▸ Page excerpt:
10 Best: Studio Monitors

We look at ten of the best studio monitors across all price points, with compact units for home studios and more professional options featured.

Buying a set of decent studio monitors can be confusing business, with the days of picking up some industry standard Yamaha NS10s long gone – the market is now brimming with viable alternatives. With the advent of room correctional facilities being commonplace across the market range, and phrases like “bass reflex” and “ported” being thrown about, picking out a pair of monitors suited to your needs is not easy. This article guides you through the 10 best studio monitors under the £1000 mark in ascending order of value, picking out the key features and characteristics which may well make them well suited to everything from home DJ setups to use in small professional studio spaces.

Fostex PM0.4d

Fostex update their hugely popular PM0.4n, a model that first hit the shelves in 2006, with the new highly efficient PM0.4d. More famous for their tape machines than monitors, these near-field units present a clear sound that has been impressing the home studio fraternity. Being the smallest speakers in our feature, they aren’t the most powerful, but their clarity and overall quality more than make up for what they lack in sheer muscle power. The frequency response bottoms out at 60Hz and stretches up to 30kHz with the two-way design being served by a 4” fibre glass woofer and 3/4” soft dome tweeter, with the 41 watts of power being distributed 25 watts to the lows and 16 watts to the highs.

The active circuitry also comes with a built-in energy saving standby mode that automatically kicks in after 13 minutes without any audio signal. Normal operation resumes when an audio signal is detected again. The back panel is where you will find the on/off switch and volume control knob with both RCA and 1/4”TRS connection options. If you are new to music production and you want to dip your toe into the possibilities afforded by your DAW or DJ software on a budget, then the best monitoring option could well be the PM0.4d from Fostex.
More info/Buy

 Speaker Type Active/Near-field
 Frequency Range 60Hz-30kHz
 Low Frequency Driver 4” fibre glass
 High Frequency Driver 3/4” soft dome
 Connections 1/4”TRS, RCA
 Total Power (Watts) 41
 Controls Volume
 Dimensions (cms) 13x22x17
 Weight (kg) 2.8


KRK Rokit RP5 G3

One of the most popular brands of studio monitors to enter the consciousness of both home studio acolytes and professional mix engineers in recent years is KRK. With their Rokit series of active bi -amped speakers, they have managed to combine quality and affordability and the RP5 is no exception. Like most near-field monitor designs, the RP5 has a two way configuration, meaning that there is a woofer and tweeter delivering the pristine audio that bottoms out at 45Hz and reaches up to a stratospheric 35kHz. The 50 watts of output is distributed with 30 watts for the low frequencies and 20 for the high range with controls for adjusting the level of both by +1db to -2db for the highs and +2db to -2db for the lows, adding extensive control for customising the speakers for your studio control room.

▸ Stored rows:
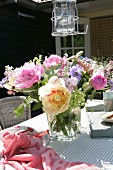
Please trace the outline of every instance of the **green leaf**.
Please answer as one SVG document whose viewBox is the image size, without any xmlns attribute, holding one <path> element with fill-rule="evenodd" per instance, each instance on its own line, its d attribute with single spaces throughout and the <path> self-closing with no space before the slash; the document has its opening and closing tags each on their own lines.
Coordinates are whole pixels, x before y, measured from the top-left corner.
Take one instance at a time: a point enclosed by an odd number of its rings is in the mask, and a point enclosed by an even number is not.
<svg viewBox="0 0 113 170">
<path fill-rule="evenodd" d="M 14 113 L 16 114 L 17 117 L 21 116 L 24 112 L 24 103 L 19 105 L 17 108 L 14 109 Z"/>
<path fill-rule="evenodd" d="M 42 102 L 36 103 L 36 104 L 33 106 L 32 110 L 38 110 L 38 109 L 40 109 L 40 108 L 42 108 Z"/>
</svg>

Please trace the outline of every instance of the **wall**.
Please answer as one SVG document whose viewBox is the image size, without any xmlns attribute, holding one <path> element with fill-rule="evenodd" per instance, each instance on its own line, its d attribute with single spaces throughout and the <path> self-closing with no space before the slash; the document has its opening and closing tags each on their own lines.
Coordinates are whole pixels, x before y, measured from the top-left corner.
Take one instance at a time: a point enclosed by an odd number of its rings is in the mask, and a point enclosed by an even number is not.
<svg viewBox="0 0 113 170">
<path fill-rule="evenodd" d="M 113 56 L 113 16 L 92 18 L 91 55 L 107 58 Z"/>
<path fill-rule="evenodd" d="M 19 17 L 18 11 L 36 18 Z M 17 67 L 37 54 L 45 56 L 55 52 L 50 18 L 50 14 L 16 5 L 0 7 L 0 80 L 5 65 Z M 6 95 L 6 90 L 0 89 L 0 98 Z"/>
</svg>

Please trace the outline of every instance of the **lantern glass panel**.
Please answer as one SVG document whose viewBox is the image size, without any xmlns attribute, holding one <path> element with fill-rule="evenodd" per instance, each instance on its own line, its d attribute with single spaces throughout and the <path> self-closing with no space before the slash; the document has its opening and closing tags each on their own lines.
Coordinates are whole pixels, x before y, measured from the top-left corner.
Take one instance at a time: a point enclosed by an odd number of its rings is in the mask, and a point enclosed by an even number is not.
<svg viewBox="0 0 113 170">
<path fill-rule="evenodd" d="M 54 30 L 72 32 L 75 30 L 75 1 L 56 0 L 54 3 Z"/>
</svg>

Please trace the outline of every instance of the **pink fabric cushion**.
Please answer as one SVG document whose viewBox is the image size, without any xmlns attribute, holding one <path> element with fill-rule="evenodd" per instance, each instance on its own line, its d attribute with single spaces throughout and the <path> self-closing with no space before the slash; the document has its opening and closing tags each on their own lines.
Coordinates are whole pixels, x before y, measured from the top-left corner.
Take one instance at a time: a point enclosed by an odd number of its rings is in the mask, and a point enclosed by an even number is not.
<svg viewBox="0 0 113 170">
<path fill-rule="evenodd" d="M 0 164 L 7 164 L 16 170 L 97 170 L 94 165 L 82 162 L 67 162 L 51 147 L 43 144 L 43 137 L 35 135 L 31 129 L 3 135 L 3 158 Z"/>
</svg>

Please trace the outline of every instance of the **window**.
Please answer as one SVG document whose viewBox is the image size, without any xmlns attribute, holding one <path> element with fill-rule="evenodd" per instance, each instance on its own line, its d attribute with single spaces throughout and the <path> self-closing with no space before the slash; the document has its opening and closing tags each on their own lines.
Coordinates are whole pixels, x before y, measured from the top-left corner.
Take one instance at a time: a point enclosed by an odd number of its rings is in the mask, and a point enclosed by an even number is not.
<svg viewBox="0 0 113 170">
<path fill-rule="evenodd" d="M 76 54 L 78 51 L 83 51 L 83 56 L 90 57 L 90 30 L 89 19 L 82 18 L 79 25 L 79 30 L 83 31 L 88 25 L 87 34 L 78 34 L 66 37 L 56 37 L 56 54 L 63 56 L 67 53 L 69 56 Z"/>
</svg>

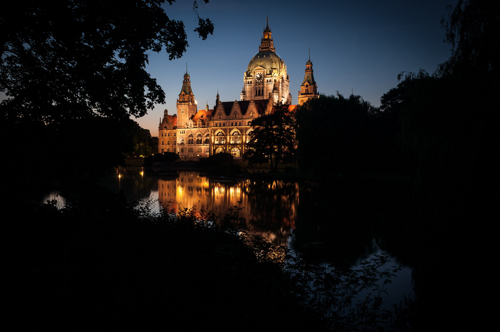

▸ Set of tasks:
1) List every speaker model that the studio monitors article names, including the older ones it mentions.
2) Translate this sentence from the studio monitors article into Spanish: "Normal operation resumes when an audio signal is detected again."
3) According to the studio monitors article, why is the Fostex PM0.4d's limited power not a serious drawback?

▸ Answers in order:
1)
- Yamaha NS10s
- Fostex PM0.4n
- Fostex PM0.4d
- KRK Rokit RP5 G3

2) El funcionamiento normal se reanuda cuando se vuelve a detectar una señal de audio.

3) The PM0.4d is the smallest speaker in the feature, so it isn't the most powerful. The article says its clarity and overall quality more than make up for what it lacks in sheer muscle power.